=== TEXTE FOURNI ===

CETA : 455 organisations de la société civile s’unissent
Nous, organisations de la société civile d’Europe et du Canada, tenons à exprimer ici notre profonde inquiétude par rapport à l’Accord économique et commercial global (CETA) entre l’Union européenne et le Canada.
Tout au long des négociations, nous avons dénoncé à maintes reprises les graves problèmes que pose le texte de l’accord. Nous avons fait des propositions concrètes qui cherchaient à démocratiser nos politiques commerciales et à les rendre plus transparentes, tout en les recentrant sur la protection de l’environnement et la défense des droits humains fondamentaux. Mais comme en fait foi le texte du CETA, nos inquiétudes sont restées lettre morte. C’est pourquoi nous nous opposons résolument à sa ratification.

===

EXERCICES:
a - Résumez en deux phrases la déclaration sur le CETA.
b - Prolongez la déclaration sur le CETA à partir de sa dernière phrase.

=== DONNÉES FOURNIES ===

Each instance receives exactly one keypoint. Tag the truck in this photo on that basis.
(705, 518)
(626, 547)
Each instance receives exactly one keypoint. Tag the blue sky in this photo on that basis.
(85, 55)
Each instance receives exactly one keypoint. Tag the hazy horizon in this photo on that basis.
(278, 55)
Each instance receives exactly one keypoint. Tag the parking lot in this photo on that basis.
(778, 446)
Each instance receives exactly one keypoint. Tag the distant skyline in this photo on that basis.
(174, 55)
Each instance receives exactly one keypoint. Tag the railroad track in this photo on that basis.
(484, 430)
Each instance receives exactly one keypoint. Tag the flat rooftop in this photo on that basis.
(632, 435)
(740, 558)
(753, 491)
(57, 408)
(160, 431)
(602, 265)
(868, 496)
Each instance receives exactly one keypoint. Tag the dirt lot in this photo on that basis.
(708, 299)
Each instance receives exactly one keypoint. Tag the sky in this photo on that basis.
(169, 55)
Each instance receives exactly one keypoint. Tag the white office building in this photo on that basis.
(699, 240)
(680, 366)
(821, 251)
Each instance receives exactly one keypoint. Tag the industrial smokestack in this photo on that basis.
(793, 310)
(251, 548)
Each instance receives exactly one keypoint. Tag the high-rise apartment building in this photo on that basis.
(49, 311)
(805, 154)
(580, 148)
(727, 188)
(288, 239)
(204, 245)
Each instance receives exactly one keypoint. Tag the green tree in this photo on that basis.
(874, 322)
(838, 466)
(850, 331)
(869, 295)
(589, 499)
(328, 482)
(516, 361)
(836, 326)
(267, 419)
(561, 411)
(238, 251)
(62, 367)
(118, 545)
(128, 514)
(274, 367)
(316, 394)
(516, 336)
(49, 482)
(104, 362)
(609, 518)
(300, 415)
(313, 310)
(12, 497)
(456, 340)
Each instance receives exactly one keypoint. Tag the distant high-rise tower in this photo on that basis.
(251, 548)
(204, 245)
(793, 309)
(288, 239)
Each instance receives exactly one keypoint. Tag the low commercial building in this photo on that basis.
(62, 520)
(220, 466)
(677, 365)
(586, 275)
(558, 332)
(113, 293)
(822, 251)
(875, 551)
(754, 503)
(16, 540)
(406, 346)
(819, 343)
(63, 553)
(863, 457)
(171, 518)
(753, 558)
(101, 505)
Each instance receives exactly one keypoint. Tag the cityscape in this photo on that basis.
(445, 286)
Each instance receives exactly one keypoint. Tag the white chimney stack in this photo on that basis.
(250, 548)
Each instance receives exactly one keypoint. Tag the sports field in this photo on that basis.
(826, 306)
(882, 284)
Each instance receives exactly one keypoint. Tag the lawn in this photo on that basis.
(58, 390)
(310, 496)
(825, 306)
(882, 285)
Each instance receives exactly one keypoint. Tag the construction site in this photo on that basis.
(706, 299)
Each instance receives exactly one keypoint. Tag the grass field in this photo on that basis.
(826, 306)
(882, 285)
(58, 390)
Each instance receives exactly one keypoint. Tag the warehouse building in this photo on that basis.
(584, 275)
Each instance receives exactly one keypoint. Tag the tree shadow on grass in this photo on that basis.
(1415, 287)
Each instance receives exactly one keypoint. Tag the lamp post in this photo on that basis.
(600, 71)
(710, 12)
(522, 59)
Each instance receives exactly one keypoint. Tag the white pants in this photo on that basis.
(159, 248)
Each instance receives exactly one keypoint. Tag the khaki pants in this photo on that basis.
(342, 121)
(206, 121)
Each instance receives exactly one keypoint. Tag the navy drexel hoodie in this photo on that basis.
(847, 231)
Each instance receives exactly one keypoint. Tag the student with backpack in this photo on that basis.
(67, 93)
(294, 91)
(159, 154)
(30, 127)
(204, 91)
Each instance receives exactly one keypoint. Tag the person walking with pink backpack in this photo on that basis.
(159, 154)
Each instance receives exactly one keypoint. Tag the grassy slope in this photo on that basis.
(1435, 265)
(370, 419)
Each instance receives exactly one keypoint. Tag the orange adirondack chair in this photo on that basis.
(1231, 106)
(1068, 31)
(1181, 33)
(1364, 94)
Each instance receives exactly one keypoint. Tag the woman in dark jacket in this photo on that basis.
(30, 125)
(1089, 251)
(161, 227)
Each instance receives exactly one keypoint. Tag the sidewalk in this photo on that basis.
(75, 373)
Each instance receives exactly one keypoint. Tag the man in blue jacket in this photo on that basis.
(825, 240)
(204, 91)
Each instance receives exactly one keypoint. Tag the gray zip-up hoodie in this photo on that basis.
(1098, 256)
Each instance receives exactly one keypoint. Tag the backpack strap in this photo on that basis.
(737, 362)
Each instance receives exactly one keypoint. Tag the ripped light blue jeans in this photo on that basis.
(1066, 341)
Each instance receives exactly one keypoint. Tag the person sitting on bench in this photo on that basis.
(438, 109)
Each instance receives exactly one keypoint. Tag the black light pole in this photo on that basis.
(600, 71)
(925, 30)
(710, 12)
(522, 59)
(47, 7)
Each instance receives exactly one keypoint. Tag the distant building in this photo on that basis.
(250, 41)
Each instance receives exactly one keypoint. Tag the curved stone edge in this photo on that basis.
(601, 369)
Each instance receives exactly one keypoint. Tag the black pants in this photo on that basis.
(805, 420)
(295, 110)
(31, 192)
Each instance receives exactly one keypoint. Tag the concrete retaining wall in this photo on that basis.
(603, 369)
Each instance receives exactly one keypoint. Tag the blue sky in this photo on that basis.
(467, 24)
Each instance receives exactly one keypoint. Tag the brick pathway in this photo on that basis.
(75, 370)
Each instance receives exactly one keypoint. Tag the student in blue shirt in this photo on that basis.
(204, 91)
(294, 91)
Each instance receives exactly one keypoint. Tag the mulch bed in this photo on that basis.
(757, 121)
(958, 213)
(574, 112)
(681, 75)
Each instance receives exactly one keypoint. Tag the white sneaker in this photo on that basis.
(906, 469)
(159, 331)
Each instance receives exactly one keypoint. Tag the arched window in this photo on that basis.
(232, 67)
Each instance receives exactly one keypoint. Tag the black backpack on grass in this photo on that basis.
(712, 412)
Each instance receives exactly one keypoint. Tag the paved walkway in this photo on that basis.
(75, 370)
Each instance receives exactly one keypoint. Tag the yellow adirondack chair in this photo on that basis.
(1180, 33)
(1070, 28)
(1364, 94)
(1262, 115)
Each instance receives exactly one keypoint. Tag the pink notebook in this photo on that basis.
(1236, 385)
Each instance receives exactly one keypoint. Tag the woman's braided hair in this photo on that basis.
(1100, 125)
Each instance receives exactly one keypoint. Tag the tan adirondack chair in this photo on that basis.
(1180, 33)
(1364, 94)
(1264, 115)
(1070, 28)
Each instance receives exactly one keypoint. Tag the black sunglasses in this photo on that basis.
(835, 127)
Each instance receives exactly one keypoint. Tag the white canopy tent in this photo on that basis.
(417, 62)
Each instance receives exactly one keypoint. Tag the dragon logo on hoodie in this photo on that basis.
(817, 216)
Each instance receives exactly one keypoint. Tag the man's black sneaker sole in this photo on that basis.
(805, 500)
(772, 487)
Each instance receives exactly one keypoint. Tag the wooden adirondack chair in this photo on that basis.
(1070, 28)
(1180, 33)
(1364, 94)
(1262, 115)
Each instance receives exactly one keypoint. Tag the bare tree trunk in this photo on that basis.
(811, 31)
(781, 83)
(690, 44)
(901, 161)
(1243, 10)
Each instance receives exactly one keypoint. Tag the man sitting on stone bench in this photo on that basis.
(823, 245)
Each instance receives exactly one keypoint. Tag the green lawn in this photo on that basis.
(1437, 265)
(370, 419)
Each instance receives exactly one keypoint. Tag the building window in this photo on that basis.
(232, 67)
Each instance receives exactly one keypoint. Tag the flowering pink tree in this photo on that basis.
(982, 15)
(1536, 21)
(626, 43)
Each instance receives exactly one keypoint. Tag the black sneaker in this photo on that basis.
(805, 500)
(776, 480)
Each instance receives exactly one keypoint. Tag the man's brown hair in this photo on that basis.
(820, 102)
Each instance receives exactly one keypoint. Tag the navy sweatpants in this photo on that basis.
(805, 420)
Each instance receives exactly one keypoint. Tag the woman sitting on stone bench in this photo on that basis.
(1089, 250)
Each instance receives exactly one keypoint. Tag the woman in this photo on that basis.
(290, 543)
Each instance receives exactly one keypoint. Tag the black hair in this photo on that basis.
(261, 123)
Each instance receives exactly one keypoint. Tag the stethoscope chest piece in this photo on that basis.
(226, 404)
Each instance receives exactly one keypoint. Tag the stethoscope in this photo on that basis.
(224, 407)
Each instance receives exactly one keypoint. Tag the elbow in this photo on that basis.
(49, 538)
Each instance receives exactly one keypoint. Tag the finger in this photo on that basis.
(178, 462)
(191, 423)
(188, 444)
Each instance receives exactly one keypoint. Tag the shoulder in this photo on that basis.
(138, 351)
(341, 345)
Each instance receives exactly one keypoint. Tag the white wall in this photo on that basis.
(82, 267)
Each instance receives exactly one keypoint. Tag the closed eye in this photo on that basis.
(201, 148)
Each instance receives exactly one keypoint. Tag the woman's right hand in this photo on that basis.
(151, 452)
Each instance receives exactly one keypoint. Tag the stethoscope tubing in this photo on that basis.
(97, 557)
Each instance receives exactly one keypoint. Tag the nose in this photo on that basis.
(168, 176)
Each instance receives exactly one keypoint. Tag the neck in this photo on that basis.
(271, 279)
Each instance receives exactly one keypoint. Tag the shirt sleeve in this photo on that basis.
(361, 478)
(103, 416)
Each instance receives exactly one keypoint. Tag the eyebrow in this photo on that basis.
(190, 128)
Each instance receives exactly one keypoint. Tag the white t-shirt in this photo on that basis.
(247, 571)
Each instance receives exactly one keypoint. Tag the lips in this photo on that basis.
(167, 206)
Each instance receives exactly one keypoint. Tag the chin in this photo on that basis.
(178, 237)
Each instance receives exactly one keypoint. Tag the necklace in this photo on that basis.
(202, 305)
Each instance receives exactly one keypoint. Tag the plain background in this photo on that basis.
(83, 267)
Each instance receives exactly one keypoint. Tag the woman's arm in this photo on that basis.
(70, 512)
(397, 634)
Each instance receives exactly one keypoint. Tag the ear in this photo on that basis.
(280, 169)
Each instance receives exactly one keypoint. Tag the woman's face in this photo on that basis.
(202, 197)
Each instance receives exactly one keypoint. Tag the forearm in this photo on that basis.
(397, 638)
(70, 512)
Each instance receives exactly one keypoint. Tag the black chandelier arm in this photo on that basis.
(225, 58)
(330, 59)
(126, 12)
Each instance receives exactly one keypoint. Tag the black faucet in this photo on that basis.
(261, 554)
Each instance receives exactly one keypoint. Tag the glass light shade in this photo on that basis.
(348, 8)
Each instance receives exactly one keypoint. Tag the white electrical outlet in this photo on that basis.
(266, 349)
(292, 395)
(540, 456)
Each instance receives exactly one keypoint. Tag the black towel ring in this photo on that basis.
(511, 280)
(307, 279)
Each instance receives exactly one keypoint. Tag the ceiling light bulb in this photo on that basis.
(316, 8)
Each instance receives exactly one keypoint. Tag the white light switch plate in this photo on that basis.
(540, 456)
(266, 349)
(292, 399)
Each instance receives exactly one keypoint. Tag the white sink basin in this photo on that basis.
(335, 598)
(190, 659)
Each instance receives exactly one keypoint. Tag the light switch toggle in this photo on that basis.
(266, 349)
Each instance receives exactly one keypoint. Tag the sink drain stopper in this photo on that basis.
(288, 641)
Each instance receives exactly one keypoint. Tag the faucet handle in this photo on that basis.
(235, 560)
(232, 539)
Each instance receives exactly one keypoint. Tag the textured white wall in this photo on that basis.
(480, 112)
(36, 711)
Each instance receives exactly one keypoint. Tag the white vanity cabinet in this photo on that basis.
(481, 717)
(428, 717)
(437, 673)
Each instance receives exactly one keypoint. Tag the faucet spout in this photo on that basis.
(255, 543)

===

RÉPONSES RÉDIGÉES:
a - Quatre cent cinquante-cinq organisations de la société civile d’Europe et du Canada expriment leur profonde inquiétude au sujet du CETA, l’accord économique et commercial global entre l’Union européenne et le Canada. Les propositions qu’elles ont faites pendant les négociations pour des politiques commerciales plus démocratiques et plus transparentes, centrées sur l’environnement et les droits humains, sont restées lettre morte, et elles s’opposent donc résolument à la ratification de l’accord.

b -
Un nombre croissant de citoyennes et citoyens des deux côtés de l’Atlantique partagent nos objections. Un chiffre record de 3 millions et demi de personnes à travers l’Europe ont signé une pétition contre le CETA et son jumeau, le TAFTA (Accord de Partenariat transatlantique de commerce et d’investissement entre l’Union européenne et les États-Unis).1
Jusqu’à aujourd’hui, plus de 2 100 gouvernements locaux et régionaux se sont déclarés zones hors-TAFTA / hors-CETA
La constitutionnalité du CETA est contestée tant en Allemagne qu’au Canada2, tandis que la Cour de justice de l’Union européenne se penchera vraisemblablement sur la légalité des privilèges controversés que l’accord octroie aux investisseurs étrangers.
Des deux côtés de l’Atlantique, provenant entre autres des milieux syndicaux, agricoles, environnementaux, de défense des consommateurs, de la santé publique, des droits sur Internet, un large éventail d’organisations sociales ainsi que des petites et moyennes entreprises (PME) s’opposent à l’accord.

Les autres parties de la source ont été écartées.